Cultura Por: J.C. Maraddón03 de agosto de 2023

Que la rebeldía no vaya a salpicar

Al conocerse el deceso de la cantante irlandesa Sinéad O’Connor, fueron muchas las voces que denunciaron cuánto sufrió ella por ese ostracismo al que la condenaron aquellos que no mucho antes la habían bendecido por llevar el tema “Nothing Compares 2 U” a la cima de los charts.

J.C. Maraddón


Cuando los sellos discográficos se dieron cuenta de que la rebeldía era un producto que se vendía como el pan, se largaron a fichar artistas que cumplieran con ese propósito, a pesar de que muchas veces las canciones que elaboraban o la imagen que ofrecían estaban reñidas con la moral y las buenas costumbres. Los Rolling Stones, por ejemplo, estaban empaquetados como un grupo maldito que representaba una influencia negativa para los adolescentes… y por eso mismo se hicieron famosos en todo el mundo y reclutaron millones de fans que se identificaban con sus modales para nada complacientes con la flema inglesa.

## [Datos suministrados]
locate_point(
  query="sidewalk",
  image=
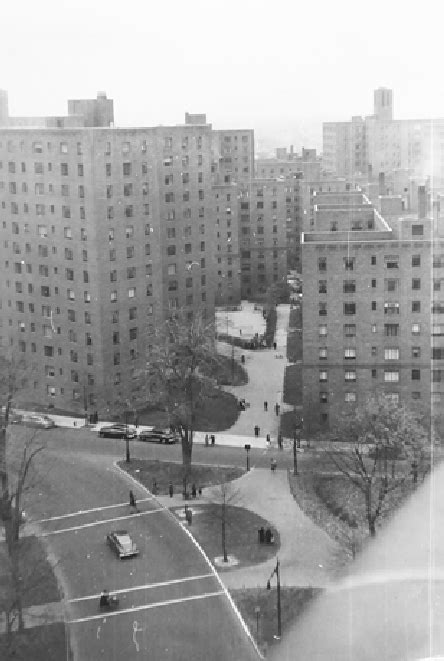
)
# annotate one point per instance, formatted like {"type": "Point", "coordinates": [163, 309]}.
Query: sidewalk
{"type": "Point", "coordinates": [307, 554]}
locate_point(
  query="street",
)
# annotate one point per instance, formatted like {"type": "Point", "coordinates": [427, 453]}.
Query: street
{"type": "Point", "coordinates": [172, 606]}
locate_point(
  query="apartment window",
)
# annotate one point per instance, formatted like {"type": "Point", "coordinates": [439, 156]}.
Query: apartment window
{"type": "Point", "coordinates": [349, 308]}
{"type": "Point", "coordinates": [391, 354]}
{"type": "Point", "coordinates": [322, 263]}
{"type": "Point", "coordinates": [391, 308]}
{"type": "Point", "coordinates": [391, 330]}
{"type": "Point", "coordinates": [391, 261]}
{"type": "Point", "coordinates": [349, 286]}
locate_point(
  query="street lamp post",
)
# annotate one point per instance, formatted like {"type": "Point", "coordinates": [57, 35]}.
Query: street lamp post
{"type": "Point", "coordinates": [257, 610]}
{"type": "Point", "coordinates": [127, 458]}
{"type": "Point", "coordinates": [276, 571]}
{"type": "Point", "coordinates": [248, 448]}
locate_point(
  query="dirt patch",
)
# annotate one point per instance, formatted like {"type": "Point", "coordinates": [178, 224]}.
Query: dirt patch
{"type": "Point", "coordinates": [263, 622]}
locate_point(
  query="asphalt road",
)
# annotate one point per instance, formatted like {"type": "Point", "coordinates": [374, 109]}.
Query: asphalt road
{"type": "Point", "coordinates": [172, 606]}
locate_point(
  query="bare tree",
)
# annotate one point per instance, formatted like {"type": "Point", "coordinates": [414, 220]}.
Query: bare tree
{"type": "Point", "coordinates": [389, 444]}
{"type": "Point", "coordinates": [226, 496]}
{"type": "Point", "coordinates": [177, 376]}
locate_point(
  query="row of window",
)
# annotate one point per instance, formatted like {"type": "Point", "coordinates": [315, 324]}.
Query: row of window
{"type": "Point", "coordinates": [390, 307]}
{"type": "Point", "coordinates": [390, 262]}
{"type": "Point", "coordinates": [390, 330]}
{"type": "Point", "coordinates": [390, 284]}
{"type": "Point", "coordinates": [392, 376]}
{"type": "Point", "coordinates": [389, 353]}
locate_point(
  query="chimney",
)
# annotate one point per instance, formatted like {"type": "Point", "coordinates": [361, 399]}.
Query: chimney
{"type": "Point", "coordinates": [381, 180]}
{"type": "Point", "coordinates": [422, 202]}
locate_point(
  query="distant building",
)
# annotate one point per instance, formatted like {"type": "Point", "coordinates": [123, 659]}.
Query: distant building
{"type": "Point", "coordinates": [380, 144]}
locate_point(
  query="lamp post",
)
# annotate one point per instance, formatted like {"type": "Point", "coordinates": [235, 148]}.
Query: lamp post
{"type": "Point", "coordinates": [248, 448]}
{"type": "Point", "coordinates": [127, 457]}
{"type": "Point", "coordinates": [257, 611]}
{"type": "Point", "coordinates": [276, 571]}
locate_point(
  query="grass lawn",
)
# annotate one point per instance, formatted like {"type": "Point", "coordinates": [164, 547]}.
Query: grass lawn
{"type": "Point", "coordinates": [146, 471]}
{"type": "Point", "coordinates": [38, 580]}
{"type": "Point", "coordinates": [37, 644]}
{"type": "Point", "coordinates": [241, 533]}
{"type": "Point", "coordinates": [264, 625]}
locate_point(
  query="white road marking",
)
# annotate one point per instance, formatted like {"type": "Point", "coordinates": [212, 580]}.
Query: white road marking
{"type": "Point", "coordinates": [94, 509]}
{"type": "Point", "coordinates": [99, 523]}
{"type": "Point", "coordinates": [145, 587]}
{"type": "Point", "coordinates": [158, 604]}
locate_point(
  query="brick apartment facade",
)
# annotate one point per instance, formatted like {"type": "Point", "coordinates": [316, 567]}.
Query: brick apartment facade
{"type": "Point", "coordinates": [373, 308]}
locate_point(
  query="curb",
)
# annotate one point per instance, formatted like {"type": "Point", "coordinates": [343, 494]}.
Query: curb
{"type": "Point", "coordinates": [206, 558]}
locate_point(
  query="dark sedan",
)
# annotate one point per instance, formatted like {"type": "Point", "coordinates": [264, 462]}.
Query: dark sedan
{"type": "Point", "coordinates": [117, 431]}
{"type": "Point", "coordinates": [122, 544]}
{"type": "Point", "coordinates": [160, 435]}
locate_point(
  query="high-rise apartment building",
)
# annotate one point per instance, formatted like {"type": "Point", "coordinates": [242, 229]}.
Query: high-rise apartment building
{"type": "Point", "coordinates": [103, 230]}
{"type": "Point", "coordinates": [373, 306]}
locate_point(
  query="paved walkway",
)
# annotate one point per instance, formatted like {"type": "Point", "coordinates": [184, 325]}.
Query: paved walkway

## [Consignas]
a. Transcribe al pie de la letra el fragmento de la columna sobre la rebeldía que comienza con las palabras que contienen "Cultura Por: J.C." y termina con "de los charts.".
b. Responde estas preguntas según la columna sobre la rebeldía:
(i) ¿De qué nacionalidad era Sinéad O'Connor?
(ii) ¿Qué tema llevó ella a la cima de los charts?
(iii) ¿Qué grupo se da como ejemplo de banda presentada como un grupo maldito?

## [Resultados]
a.
Cultura Por: J.C. Maraddón03 de agosto de 2023

Que la rebeldía no vaya a salpicar

Al conocerse el deceso de la cantante irlandesa Sinéad O’Connor, fueron muchas las voces que denunciaron cuánto sufrió ella por ese ostracismo al que la condenaron aquellos que no mucho antes la habían bendecido por llevar el tema “Nothing Compares 2 U” a la cima de los charts.

b.
(i) Sinéad O'Connor era irlandesa.
(ii) Llevó a la cima de los charts el tema "Nothing Compares 2 U".
(iii) El grupo que se da como ejemplo son los Rolling Stones.